TEXT PROVIDED =

□ □ □

By then, if all goes to plan, Indian football should show other signs of improvement. The Super League clubs have promised to invest in grass-roots efforts to teach the game, while the AIFF has opened up four academies to develop talent. But even Mr Baan, the first technical director the AIFF has had, thinks the country is a decade or so away from fielding squads that might qualify for the World Cup. Others would see that as impressively optimistic.
India can, to some extent, blame cricket for a lack of footballing success. China can blame communism. Under Mao Zedong, who played as a goalkeeper in school, the country was isolated from football’s growing popularity. Even after China started to open up under Deng Xiaoping, another football fan, the game was difficult to play, as meetings of ten or more people needed official sanction. The Chinese will tell you that they invented football, and they have a point; there was a formalised way of kicking balls around fields in China two thousand years ago. But they do not play it in large numbers today, nor do they play it terribly well. The men’s national team ranks 96th in the world—which is, as it happens, one spot behind Qatar.

□ □ □

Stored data
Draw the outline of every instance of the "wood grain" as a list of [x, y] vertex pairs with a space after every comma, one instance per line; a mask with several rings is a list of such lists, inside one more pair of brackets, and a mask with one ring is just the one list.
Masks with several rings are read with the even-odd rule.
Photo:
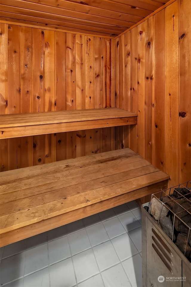
[[[130, 110], [137, 112], [137, 28], [130, 32]], [[130, 146], [134, 152], [137, 151], [137, 128], [132, 126], [130, 129]]]
[[178, 15], [178, 2], [166, 8], [165, 170], [171, 186], [179, 182]]
[[179, 180], [184, 182], [191, 174], [191, 3], [180, 4]]
[[155, 16], [155, 166], [165, 171], [165, 10]]
[[154, 107], [154, 16], [145, 22], [145, 158], [150, 162], [154, 160], [152, 140]]
[[0, 23], [0, 114], [7, 113], [7, 57], [8, 25]]
[[[7, 58], [8, 25], [0, 24], [0, 114], [7, 113]], [[7, 140], [2, 140], [0, 145], [0, 171], [7, 170]]]
[[145, 23], [137, 26], [137, 152], [145, 157]]
[[[124, 160], [124, 155], [127, 153], [128, 153], [130, 155], [131, 154], [131, 157], [130, 156], [129, 158], [129, 164], [124, 166], [121, 165], [120, 162], [121, 160]], [[44, 192], [43, 196], [42, 196], [41, 193], [41, 192], [43, 192], [43, 184], [42, 184], [43, 182], [43, 180], [42, 181], [42, 180], [43, 179], [39, 178], [39, 182], [41, 183], [40, 185], [38, 184], [37, 184], [36, 183], [39, 181], [38, 177], [41, 176], [38, 173], [38, 175], [35, 176], [37, 181], [34, 180], [35, 178], [31, 178], [33, 181], [29, 180], [28, 187], [26, 185], [25, 183], [23, 184], [22, 180], [19, 180], [19, 178], [15, 181], [16, 186], [19, 184], [20, 184], [22, 189], [24, 188], [25, 195], [24, 197], [22, 196], [21, 197], [22, 193], [20, 192], [20, 189], [19, 189], [17, 191], [16, 188], [16, 189], [13, 182], [10, 185], [11, 179], [13, 177], [16, 176], [19, 178], [23, 177], [24, 176], [24, 180], [25, 181], [24, 178], [27, 174], [28, 174], [29, 172], [30, 173], [32, 167], [24, 169], [21, 169], [20, 170], [20, 173], [18, 172], [17, 170], [15, 171], [14, 172], [12, 171], [11, 174], [10, 172], [5, 172], [3, 173], [6, 178], [6, 181], [4, 180], [3, 185], [2, 186], [3, 189], [1, 189], [1, 195], [3, 197], [4, 203], [1, 202], [1, 234], [29, 226], [36, 222], [40, 222], [42, 220], [46, 220], [49, 218], [55, 217], [55, 216], [64, 213], [66, 214], [67, 213], [72, 210], [85, 207], [100, 201], [104, 201], [107, 203], [105, 201], [107, 199], [109, 201], [111, 198], [115, 198], [120, 195], [130, 193], [133, 191], [135, 191], [139, 189], [166, 180], [169, 177], [165, 173], [150, 164], [148, 162], [141, 157], [137, 156], [135, 153], [133, 152], [129, 149], [123, 149], [120, 153], [118, 151], [104, 153], [102, 158], [105, 157], [105, 159], [103, 162], [103, 164], [104, 165], [105, 165], [107, 163], [109, 164], [110, 166], [110, 169], [109, 168], [108, 169], [103, 173], [99, 170], [100, 167], [101, 168], [101, 163], [99, 162], [100, 160], [99, 155], [91, 156], [93, 160], [91, 162], [90, 161], [90, 156], [84, 157], [84, 163], [86, 162], [87, 165], [84, 166], [84, 167], [82, 167], [81, 166], [78, 166], [78, 168], [80, 169], [79, 171], [81, 173], [80, 176], [78, 174], [78, 172], [76, 172], [77, 170], [74, 170], [73, 171], [71, 170], [71, 165], [72, 166], [75, 164], [75, 161], [76, 163], [78, 162], [77, 158], [75, 159], [74, 161], [72, 159], [69, 161], [64, 161], [62, 162], [61, 165], [61, 163], [58, 164], [58, 165], [61, 167], [62, 165], [63, 168], [67, 163], [69, 170], [70, 170], [70, 173], [72, 172], [70, 175], [71, 177], [70, 179], [69, 175], [67, 183], [65, 181], [64, 175], [61, 175], [59, 173], [57, 175], [58, 171], [56, 167], [58, 165], [58, 163], [55, 163], [50, 166], [49, 164], [44, 165], [44, 169], [41, 169], [41, 173], [43, 173], [44, 172], [45, 172], [45, 176], [47, 178], [46, 181], [48, 181], [49, 176], [50, 176], [50, 178], [53, 179], [53, 178], [52, 174], [49, 172], [47, 168], [48, 167], [50, 167], [51, 169], [52, 168], [54, 169], [54, 177], [55, 178], [52, 183], [54, 187], [55, 191], [52, 192], [51, 183], [49, 183], [48, 185], [47, 184], [47, 187], [48, 186], [49, 187], [49, 190], [47, 190], [46, 191], [45, 190], [44, 191], [45, 193]], [[114, 159], [115, 156], [117, 157], [116, 163]], [[124, 160], [127, 160], [126, 157], [125, 157]], [[138, 159], [140, 160], [138, 161]], [[95, 164], [96, 162], [98, 164], [97, 166], [98, 169], [98, 172], [95, 172], [95, 167], [96, 167]], [[130, 163], [131, 162], [131, 163]], [[68, 163], [69, 163], [69, 165]], [[80, 162], [79, 163], [81, 163]], [[82, 164], [83, 164], [82, 163]], [[123, 170], [124, 166], [126, 167], [125, 168], [126, 169], [126, 171]], [[34, 171], [34, 170], [36, 169], [36, 167], [33, 167]], [[89, 187], [84, 190], [83, 188], [81, 188], [81, 185], [82, 185], [82, 187], [84, 183], [87, 182], [86, 179], [87, 178], [89, 179], [89, 183], [91, 182], [91, 181], [90, 180], [89, 175], [87, 174], [87, 168], [89, 170], [92, 170], [92, 175], [95, 176], [97, 179], [95, 178], [95, 186], [93, 184], [93, 188], [91, 184], [90, 185], [89, 184]], [[104, 167], [103, 168], [104, 168]], [[23, 174], [24, 170], [26, 173], [25, 176]], [[56, 171], [56, 170], [57, 171]], [[109, 177], [107, 178], [108, 175], [110, 175], [111, 173], [112, 175], [109, 175]], [[6, 175], [8, 175], [9, 173], [10, 174], [10, 176], [6, 176]], [[35, 174], [36, 174], [36, 172]], [[49, 176], [48, 175], [49, 174]], [[31, 175], [31, 173], [30, 174]], [[136, 176], [135, 177], [135, 174]], [[3, 175], [3, 177], [4, 177]], [[57, 178], [57, 180], [56, 179]], [[105, 183], [104, 179], [106, 180]], [[102, 181], [103, 180], [103, 183], [101, 183], [101, 185], [103, 184], [102, 187], [100, 186], [101, 179]], [[61, 186], [62, 181], [63, 183], [65, 182], [64, 184], [66, 185], [64, 188], [64, 197], [63, 191], [61, 191], [63, 187], [61, 187], [61, 189], [60, 187], [61, 187]], [[31, 187], [30, 184], [32, 182], [33, 183], [33, 185], [34, 184], [33, 187], [33, 194], [31, 193], [30, 191]], [[72, 191], [71, 193], [71, 184], [72, 182], [74, 188], [72, 189]], [[78, 188], [74, 187], [76, 183], [78, 184]], [[8, 190], [6, 188], [7, 184], [9, 186]], [[99, 187], [98, 187], [99, 185]], [[69, 188], [67, 188], [67, 186]], [[30, 190], [29, 190], [28, 192], [27, 191], [28, 187]], [[10, 199], [10, 194], [13, 193], [14, 190], [15, 191], [13, 194], [14, 194], [14, 196], [17, 199], [14, 201], [12, 200], [13, 198], [12, 197]], [[76, 190], [78, 191], [77, 193]], [[60, 192], [62, 192], [62, 195], [61, 195]], [[26, 197], [27, 193], [29, 195], [30, 194], [28, 199]], [[136, 194], [136, 193], [135, 194]], [[136, 198], [137, 195], [137, 194], [135, 195], [135, 198]], [[32, 198], [33, 199], [31, 200]], [[8, 200], [8, 201], [7, 200]], [[20, 210], [18, 210], [19, 206]], [[35, 210], [36, 211], [35, 212]], [[32, 234], [30, 233], [28, 235], [28, 236], [32, 235]]]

□ □ □

Copy the passage on football in India and China word for word, everything from "India can, to" down to "spot behind Qatar.". The stored data has no connection to the passage on football in India and China.

India can, to some extent, blame cricket for a lack of footballing success. China can blame communism. Under Mao Zedong, who played as a goalkeeper in school, the country was isolated from football’s growing popularity. Even after China started to open up under Deng Xiaoping, another football fan, the game was difficult to play, as meetings of ten or more people needed official sanction. The Chinese will tell you that they invented football, and they have a point; there was a formalised way of kicking balls around fields in China two thousand years ago. But they do not play it in large numbers today, nor do they play it terribly well. The men’s national team ranks 96th in the world—which is, as it happens, one spot behind Qatar.